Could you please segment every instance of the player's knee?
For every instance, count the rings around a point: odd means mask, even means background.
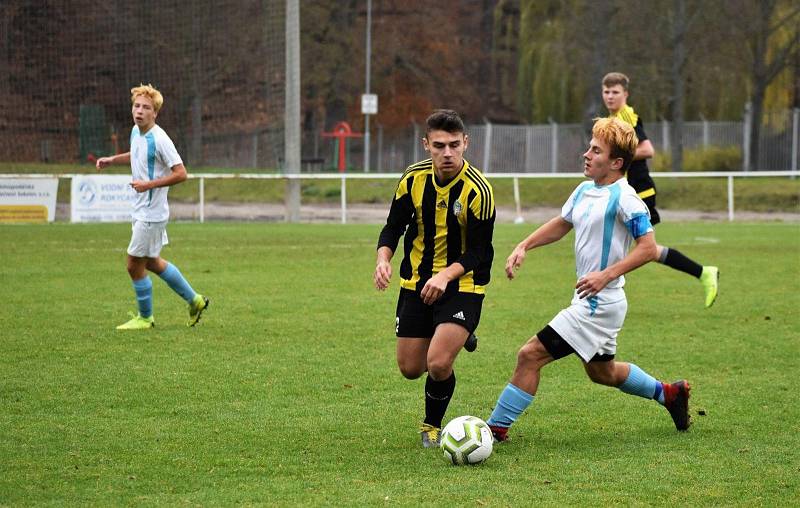
[[[443,381],[449,378],[452,371],[452,362],[441,359],[432,359],[428,361],[428,375],[436,381]]]
[[[146,266],[140,258],[129,255],[125,262],[125,268],[128,270],[128,275],[131,276],[132,280],[138,280],[147,275]]]
[[[424,371],[420,372],[419,370],[403,370],[403,369],[400,369],[400,373],[406,379],[419,379],[420,376],[422,376],[423,372]]]
[[[419,379],[424,372],[424,370],[420,369],[412,369],[402,366],[400,367],[400,374],[402,374],[406,379]]]
[[[147,275],[144,267],[136,264],[136,263],[128,263],[126,267],[128,270],[128,275],[130,275],[132,280],[138,280]]]
[[[153,273],[160,274],[167,269],[167,262],[161,258],[148,258],[145,268]]]
[[[549,353],[538,339],[528,341],[517,352],[517,364],[525,367],[541,367]]]
[[[398,360],[397,366],[400,369],[400,374],[406,379],[418,379],[425,373],[425,366],[420,366],[417,362]]]

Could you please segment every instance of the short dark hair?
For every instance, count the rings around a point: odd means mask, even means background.
[[[431,131],[464,132],[464,122],[452,109],[437,109],[425,123],[428,126],[425,131],[426,136]]]
[[[621,85],[622,89],[627,92],[630,82],[631,81],[628,79],[628,76],[621,72],[609,72],[603,76],[603,86],[606,88],[611,88],[615,85]]]

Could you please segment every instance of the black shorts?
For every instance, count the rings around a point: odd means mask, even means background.
[[[429,339],[442,323],[456,323],[472,333],[481,320],[482,306],[483,295],[475,293],[445,292],[433,305],[426,305],[419,293],[401,288],[395,333],[398,337]]]
[[[650,210],[650,224],[655,226],[659,222],[661,222],[661,217],[658,215],[658,210],[656,210],[656,196],[653,194],[652,196],[647,196],[642,201],[644,204],[647,205],[647,209]]]
[[[565,356],[569,356],[575,352],[572,349],[572,346],[569,345],[569,342],[565,341],[561,338],[561,335],[558,334],[557,331],[553,330],[550,325],[545,326],[542,328],[539,333],[536,334],[536,337],[539,339],[539,342],[542,343],[544,348],[550,353],[550,356],[555,358],[556,360],[560,358],[564,358]],[[614,355],[594,355],[590,362],[610,362],[614,359]]]

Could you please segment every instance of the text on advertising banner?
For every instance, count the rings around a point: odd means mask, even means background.
[[[58,178],[0,178],[0,222],[53,222]]]
[[[130,175],[76,175],[70,199],[72,222],[130,222],[136,191]]]

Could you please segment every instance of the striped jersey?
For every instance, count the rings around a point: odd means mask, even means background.
[[[131,173],[134,180],[155,180],[172,173],[172,168],[182,164],[172,140],[158,125],[153,125],[144,135],[139,126],[131,130]],[[167,193],[169,187],[157,187],[137,192],[133,203],[133,218],[144,222],[169,220]]]
[[[578,279],[620,261],[633,240],[653,231],[647,205],[624,178],[602,186],[591,181],[581,183],[561,208],[561,217],[575,229]],[[625,276],[620,276],[606,288],[624,285]]]
[[[395,252],[405,234],[403,288],[421,291],[428,279],[458,262],[464,274],[447,291],[483,294],[494,258],[495,215],[492,186],[478,169],[464,160],[458,175],[440,184],[427,159],[400,178],[378,248]]]

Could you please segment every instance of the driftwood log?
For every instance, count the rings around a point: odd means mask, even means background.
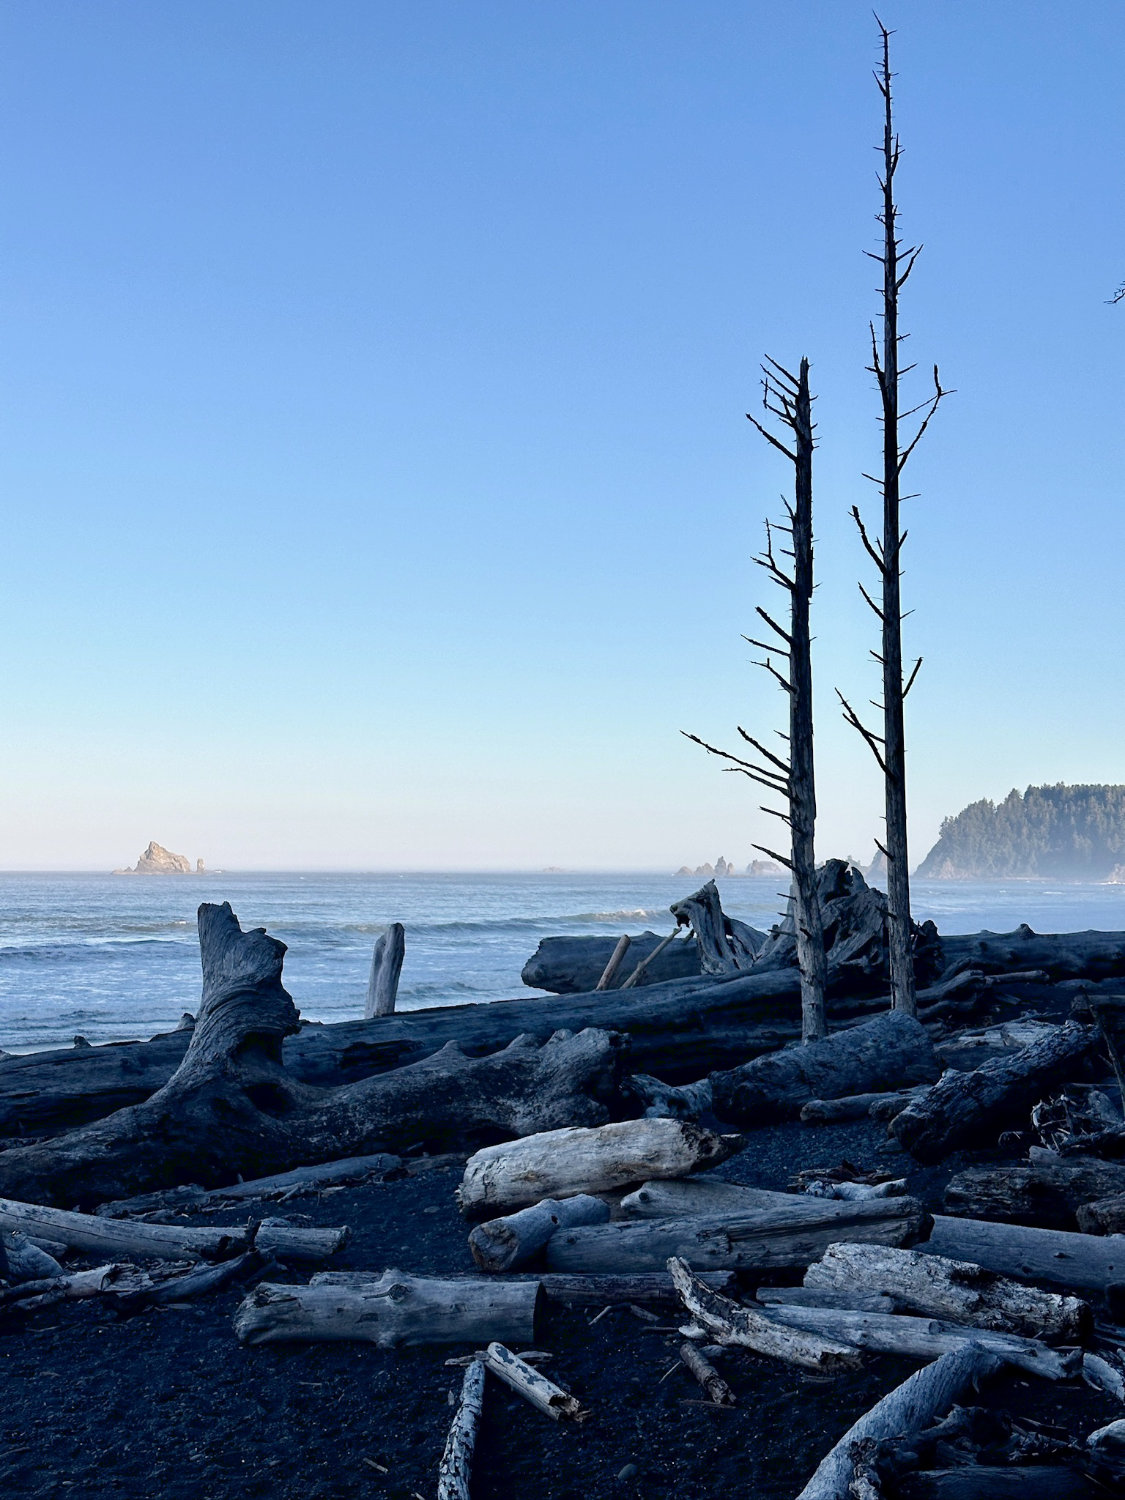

—————

What the exercise asks: Leave out the pictures, then repeat the listing above exactly from its first line to the line with "Could you please segment every instance of the short", inclusive.

Your solution:
Could you please segment every instance of the player's knee?
For every instance, count the rings around a point: odd means mask, even means background.
[[[443,381],[449,378],[452,371],[452,362],[441,359],[432,359],[428,361],[428,375],[436,381]]]
[[[146,266],[140,258],[129,255],[125,262],[125,268],[128,270],[128,275],[131,276],[132,280],[138,280],[147,275]]]
[[[424,371],[420,372],[419,370],[403,370],[403,369],[400,369],[400,373],[406,379],[419,379],[420,376],[422,376],[423,372]]]
[[[419,379],[424,372],[424,370],[420,369],[412,369],[402,366],[400,367],[400,374],[402,374],[406,379]]]
[[[147,275],[144,267],[136,264],[136,263],[128,263],[126,267],[128,270],[128,275],[130,275],[132,280],[138,280]]]
[[[153,273],[160,274],[167,269],[167,262],[161,258],[148,258],[145,268]]]
[[[549,353],[538,339],[528,341],[517,352],[517,364],[525,367],[541,367]]]
[[[398,360],[397,366],[400,369],[400,374],[406,379],[418,379],[425,373],[425,366],[420,366],[417,362]]]

Could you please segment every instance of the short dark hair?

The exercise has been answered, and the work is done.